| Job |
Report every line of the material below that contains the word "water", copying each such line in full.
[start of Information supplied]
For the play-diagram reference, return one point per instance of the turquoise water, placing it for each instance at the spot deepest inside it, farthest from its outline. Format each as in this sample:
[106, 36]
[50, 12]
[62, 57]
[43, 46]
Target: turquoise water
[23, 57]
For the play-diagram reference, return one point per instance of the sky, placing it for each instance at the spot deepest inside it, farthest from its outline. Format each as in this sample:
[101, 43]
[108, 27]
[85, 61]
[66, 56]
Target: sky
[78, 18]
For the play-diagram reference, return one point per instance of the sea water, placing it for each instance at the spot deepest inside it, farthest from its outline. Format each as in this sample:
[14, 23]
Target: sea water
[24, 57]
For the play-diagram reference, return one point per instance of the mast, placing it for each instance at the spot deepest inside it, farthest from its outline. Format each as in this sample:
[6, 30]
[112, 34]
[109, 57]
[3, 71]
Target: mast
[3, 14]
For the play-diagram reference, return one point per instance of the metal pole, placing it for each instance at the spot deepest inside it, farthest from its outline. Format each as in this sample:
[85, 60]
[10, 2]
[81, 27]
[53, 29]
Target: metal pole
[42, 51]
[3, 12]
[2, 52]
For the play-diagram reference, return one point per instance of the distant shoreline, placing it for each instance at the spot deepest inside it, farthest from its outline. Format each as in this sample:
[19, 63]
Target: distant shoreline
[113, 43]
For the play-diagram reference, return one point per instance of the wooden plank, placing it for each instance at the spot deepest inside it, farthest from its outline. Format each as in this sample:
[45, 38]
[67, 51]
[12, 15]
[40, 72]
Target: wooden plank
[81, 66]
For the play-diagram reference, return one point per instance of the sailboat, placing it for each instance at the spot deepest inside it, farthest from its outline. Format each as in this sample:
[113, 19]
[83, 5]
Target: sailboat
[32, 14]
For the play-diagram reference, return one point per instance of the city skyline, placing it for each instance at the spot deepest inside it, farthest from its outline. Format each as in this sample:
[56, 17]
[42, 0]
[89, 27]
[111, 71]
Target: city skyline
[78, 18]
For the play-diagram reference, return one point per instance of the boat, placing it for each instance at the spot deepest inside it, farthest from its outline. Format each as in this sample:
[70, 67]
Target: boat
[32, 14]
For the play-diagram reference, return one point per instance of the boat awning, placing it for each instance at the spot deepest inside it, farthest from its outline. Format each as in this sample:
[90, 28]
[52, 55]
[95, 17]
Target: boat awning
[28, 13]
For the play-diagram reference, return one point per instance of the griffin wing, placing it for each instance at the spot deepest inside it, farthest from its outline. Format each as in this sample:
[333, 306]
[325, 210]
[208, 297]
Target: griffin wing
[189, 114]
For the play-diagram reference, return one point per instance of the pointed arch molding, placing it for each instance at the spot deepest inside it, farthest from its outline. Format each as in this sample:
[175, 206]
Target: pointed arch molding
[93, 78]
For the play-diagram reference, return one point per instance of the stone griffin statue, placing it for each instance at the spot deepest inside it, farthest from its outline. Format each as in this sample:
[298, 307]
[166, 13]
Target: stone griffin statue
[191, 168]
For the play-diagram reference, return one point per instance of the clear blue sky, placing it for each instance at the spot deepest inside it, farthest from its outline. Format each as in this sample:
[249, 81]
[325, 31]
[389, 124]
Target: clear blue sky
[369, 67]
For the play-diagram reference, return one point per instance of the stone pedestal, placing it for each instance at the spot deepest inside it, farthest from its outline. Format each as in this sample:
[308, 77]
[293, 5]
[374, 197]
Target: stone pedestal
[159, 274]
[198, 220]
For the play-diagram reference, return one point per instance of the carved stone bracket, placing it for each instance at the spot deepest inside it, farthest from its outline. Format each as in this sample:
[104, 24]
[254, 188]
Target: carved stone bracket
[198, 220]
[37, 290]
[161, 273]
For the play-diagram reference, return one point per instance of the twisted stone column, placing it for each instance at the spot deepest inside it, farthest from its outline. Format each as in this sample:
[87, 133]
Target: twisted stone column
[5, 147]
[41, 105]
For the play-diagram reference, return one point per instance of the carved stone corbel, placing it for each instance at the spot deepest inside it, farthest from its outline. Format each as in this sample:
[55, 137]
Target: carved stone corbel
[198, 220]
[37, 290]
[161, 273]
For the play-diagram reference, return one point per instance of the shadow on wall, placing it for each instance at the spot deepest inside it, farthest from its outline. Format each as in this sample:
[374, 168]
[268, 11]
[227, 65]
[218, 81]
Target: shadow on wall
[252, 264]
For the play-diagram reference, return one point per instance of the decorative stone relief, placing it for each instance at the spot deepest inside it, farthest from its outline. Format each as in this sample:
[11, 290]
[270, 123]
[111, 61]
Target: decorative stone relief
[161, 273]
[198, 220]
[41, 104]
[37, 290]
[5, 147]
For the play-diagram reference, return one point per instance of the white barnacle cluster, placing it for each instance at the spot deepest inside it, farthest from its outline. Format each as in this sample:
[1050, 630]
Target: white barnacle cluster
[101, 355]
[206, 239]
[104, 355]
[end of Information supplied]
[start of Information supplied]
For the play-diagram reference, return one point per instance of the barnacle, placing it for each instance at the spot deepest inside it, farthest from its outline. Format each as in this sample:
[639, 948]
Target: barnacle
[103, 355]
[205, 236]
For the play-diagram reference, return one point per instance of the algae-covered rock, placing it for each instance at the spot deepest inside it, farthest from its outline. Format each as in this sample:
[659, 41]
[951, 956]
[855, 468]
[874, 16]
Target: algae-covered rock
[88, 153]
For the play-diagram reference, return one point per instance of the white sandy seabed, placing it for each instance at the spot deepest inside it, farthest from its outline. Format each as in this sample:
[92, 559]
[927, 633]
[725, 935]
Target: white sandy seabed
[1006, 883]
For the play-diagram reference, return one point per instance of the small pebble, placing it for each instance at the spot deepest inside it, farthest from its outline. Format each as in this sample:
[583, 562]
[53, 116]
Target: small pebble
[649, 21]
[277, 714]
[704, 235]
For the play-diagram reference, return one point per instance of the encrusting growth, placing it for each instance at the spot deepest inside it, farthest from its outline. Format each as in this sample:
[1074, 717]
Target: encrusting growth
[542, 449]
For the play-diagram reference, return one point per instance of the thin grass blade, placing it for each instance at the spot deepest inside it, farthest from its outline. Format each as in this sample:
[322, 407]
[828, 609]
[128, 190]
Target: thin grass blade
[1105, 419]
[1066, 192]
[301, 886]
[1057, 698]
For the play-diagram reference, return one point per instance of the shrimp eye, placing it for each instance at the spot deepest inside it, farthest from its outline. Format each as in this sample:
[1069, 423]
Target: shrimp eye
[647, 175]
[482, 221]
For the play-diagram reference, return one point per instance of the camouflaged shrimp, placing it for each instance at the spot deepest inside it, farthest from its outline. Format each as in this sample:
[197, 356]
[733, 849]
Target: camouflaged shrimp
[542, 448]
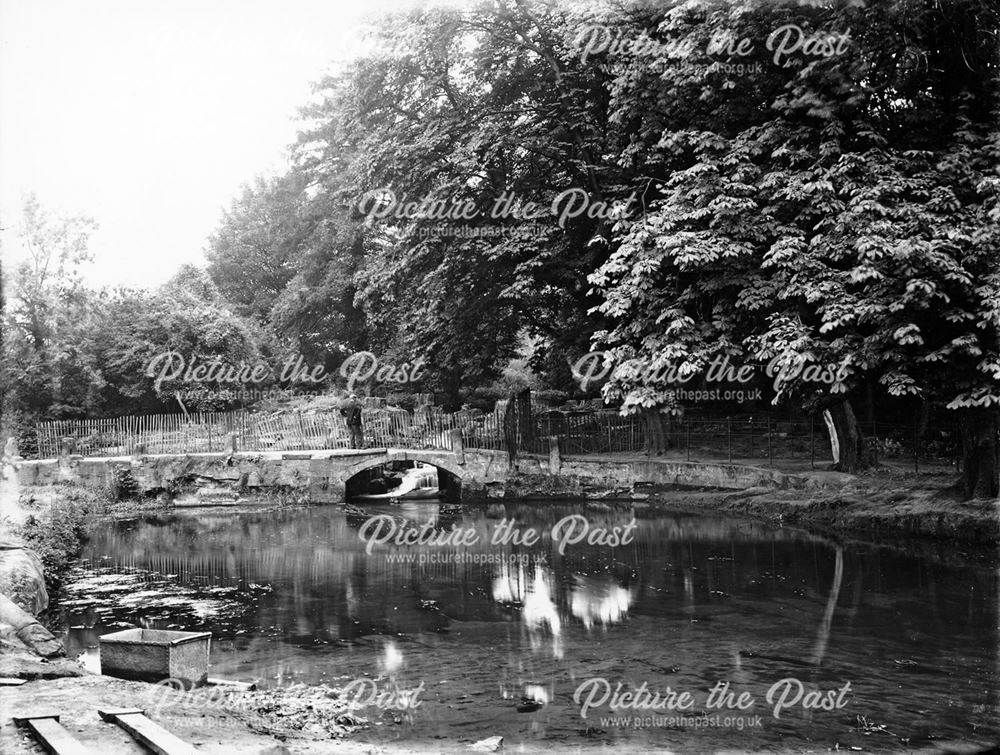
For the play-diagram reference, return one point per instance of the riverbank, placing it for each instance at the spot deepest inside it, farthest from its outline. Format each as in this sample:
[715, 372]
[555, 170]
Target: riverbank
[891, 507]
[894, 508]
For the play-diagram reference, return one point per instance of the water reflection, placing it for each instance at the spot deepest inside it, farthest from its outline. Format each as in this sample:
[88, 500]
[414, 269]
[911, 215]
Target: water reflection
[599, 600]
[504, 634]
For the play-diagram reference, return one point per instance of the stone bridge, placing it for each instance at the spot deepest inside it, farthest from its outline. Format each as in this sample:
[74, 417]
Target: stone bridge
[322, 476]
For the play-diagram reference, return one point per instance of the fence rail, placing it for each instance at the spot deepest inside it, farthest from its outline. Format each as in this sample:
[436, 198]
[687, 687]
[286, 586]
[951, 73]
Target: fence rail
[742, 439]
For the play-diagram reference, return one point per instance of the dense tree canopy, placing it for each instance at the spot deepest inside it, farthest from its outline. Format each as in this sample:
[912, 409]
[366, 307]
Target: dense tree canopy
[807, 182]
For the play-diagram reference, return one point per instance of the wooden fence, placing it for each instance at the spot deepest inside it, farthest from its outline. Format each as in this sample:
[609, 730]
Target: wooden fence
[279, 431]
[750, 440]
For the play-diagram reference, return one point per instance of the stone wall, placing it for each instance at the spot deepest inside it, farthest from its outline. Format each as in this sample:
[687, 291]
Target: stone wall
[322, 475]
[end of Information supplied]
[start of Information supplied]
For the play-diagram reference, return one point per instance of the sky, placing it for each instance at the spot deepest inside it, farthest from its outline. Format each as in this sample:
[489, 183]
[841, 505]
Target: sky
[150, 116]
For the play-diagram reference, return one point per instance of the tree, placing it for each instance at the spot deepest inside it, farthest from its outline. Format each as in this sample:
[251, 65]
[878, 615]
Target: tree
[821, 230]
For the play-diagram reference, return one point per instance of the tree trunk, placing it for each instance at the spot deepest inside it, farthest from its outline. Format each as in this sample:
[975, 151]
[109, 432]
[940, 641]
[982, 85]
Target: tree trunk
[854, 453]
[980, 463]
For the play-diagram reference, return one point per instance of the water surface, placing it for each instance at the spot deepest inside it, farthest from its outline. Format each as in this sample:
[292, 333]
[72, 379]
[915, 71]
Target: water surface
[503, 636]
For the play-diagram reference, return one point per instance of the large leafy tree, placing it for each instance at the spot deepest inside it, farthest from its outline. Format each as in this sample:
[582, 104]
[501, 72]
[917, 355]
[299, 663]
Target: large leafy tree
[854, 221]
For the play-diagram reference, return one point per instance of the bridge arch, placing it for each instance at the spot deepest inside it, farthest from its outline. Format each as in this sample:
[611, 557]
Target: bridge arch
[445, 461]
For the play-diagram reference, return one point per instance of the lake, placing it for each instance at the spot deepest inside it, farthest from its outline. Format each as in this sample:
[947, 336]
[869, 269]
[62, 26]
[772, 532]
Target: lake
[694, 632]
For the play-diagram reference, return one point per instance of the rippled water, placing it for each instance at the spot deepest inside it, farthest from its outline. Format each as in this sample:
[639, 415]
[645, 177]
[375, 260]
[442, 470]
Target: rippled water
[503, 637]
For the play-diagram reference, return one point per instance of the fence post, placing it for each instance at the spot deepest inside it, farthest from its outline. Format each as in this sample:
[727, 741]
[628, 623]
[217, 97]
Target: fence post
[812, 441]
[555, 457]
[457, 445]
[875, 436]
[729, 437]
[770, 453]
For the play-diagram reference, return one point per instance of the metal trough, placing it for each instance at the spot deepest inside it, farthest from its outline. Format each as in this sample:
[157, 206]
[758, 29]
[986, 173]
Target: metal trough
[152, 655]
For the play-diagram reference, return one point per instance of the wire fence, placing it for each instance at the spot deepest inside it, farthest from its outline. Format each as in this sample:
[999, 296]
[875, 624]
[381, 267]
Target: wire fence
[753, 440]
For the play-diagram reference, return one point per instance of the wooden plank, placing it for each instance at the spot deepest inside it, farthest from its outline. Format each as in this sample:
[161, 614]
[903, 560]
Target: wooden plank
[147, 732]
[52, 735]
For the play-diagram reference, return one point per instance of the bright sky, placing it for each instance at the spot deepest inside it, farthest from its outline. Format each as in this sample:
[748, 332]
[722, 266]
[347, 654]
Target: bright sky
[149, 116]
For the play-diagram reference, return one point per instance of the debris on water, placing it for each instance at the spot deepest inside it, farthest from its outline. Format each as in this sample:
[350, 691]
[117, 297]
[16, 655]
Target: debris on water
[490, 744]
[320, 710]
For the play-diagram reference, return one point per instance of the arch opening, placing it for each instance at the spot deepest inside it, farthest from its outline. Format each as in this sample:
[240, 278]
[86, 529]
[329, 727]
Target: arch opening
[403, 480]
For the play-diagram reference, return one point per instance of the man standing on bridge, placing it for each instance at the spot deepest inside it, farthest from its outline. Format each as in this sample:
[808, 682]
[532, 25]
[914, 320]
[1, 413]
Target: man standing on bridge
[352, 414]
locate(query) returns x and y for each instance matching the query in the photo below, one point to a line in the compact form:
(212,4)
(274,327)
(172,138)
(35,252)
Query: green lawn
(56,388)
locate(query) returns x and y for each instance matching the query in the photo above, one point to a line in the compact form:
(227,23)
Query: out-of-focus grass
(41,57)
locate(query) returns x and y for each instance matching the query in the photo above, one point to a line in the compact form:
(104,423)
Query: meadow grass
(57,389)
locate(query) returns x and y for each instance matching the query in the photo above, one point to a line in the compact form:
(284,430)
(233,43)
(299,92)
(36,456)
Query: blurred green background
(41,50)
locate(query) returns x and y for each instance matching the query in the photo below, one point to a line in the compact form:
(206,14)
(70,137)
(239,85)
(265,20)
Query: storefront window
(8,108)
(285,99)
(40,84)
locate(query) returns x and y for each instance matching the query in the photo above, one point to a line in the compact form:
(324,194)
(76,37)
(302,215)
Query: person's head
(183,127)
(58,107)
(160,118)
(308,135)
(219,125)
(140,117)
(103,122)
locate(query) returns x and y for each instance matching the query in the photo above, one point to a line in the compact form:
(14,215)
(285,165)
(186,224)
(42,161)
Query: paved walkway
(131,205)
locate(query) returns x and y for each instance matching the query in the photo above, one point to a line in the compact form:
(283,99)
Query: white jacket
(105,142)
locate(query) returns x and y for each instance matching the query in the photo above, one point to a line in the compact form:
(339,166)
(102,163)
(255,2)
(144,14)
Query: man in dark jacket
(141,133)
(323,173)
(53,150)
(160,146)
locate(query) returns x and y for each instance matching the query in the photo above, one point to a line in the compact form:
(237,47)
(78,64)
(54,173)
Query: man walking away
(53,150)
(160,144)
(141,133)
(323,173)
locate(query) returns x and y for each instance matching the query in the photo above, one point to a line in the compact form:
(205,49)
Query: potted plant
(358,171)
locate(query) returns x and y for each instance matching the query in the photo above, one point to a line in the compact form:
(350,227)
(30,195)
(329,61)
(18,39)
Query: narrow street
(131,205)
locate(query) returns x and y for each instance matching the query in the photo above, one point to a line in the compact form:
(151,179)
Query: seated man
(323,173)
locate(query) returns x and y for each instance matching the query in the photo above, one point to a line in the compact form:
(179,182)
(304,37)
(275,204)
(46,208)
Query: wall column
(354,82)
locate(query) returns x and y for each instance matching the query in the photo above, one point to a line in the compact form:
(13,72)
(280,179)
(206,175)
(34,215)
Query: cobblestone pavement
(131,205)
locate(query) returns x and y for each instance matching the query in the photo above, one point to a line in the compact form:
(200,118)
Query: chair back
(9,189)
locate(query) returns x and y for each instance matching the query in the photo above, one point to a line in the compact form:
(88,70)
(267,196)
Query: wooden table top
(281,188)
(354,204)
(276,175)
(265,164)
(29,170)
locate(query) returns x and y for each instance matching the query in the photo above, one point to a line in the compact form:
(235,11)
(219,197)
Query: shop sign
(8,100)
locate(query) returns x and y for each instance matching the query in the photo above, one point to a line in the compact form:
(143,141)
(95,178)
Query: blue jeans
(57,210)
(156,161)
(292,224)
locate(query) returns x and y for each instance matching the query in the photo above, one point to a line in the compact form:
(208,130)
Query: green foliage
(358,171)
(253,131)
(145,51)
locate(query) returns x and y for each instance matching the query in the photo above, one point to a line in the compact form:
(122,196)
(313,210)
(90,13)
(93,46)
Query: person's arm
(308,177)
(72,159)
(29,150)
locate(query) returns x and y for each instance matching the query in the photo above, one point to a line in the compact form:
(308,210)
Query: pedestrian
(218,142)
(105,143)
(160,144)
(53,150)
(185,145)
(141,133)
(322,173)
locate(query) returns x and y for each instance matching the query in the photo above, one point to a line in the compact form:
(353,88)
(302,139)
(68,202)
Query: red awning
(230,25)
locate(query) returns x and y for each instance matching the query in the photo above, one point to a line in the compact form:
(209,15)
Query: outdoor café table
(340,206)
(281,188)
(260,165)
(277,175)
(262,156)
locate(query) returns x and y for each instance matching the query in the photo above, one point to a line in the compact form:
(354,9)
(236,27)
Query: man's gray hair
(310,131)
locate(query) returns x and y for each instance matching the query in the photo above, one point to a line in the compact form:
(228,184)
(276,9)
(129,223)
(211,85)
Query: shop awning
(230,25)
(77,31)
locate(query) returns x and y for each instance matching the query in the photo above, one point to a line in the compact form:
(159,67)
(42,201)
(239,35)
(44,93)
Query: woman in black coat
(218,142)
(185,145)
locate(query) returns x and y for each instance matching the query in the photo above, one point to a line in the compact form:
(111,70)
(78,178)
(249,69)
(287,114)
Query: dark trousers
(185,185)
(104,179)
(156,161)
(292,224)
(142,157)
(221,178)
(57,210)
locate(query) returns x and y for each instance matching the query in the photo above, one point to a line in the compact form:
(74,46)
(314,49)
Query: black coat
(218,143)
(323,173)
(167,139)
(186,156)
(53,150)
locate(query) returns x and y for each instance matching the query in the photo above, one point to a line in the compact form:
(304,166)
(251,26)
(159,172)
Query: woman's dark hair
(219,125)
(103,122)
[end of Information supplied]
| The reply |
For the play-diagram reference, return one point per instance of the turquoise water, placing it for each instance at the spot deepest inside it, farthest from its outline. Format each as in this sample:
Target: turquoise water
For the play-diagram reference, return one point per instance of the sea water, placing it for each instance at the spot deepest inside it, farthest from its outline. Format each as in this sample:
Target: sea water
For the play-diagram reference, return one point per instance of the water reflection, placing it for each instance at the spot deepest inside it, farthest from its outline. Format each as in this sample:
Target: water reflection
For the play-diagram reference, return one point per instance of the water surface, placing it for each instance at the spot deepest inside it, farthest from its outline. Format each as in this sample:
Target: water surface
For the play-diagram reference, return one point per instance of the rippled water, placing it for each instance at the spot deepest inside it, farthest from its outline. Format each as in this sample:
Target: rippled water
For the play-diagram reference, return one point per instance of the debris on water, placing it for each instance at the spot deepest inside it, farthest from its outline. Format each as in this sample:
Target: debris on water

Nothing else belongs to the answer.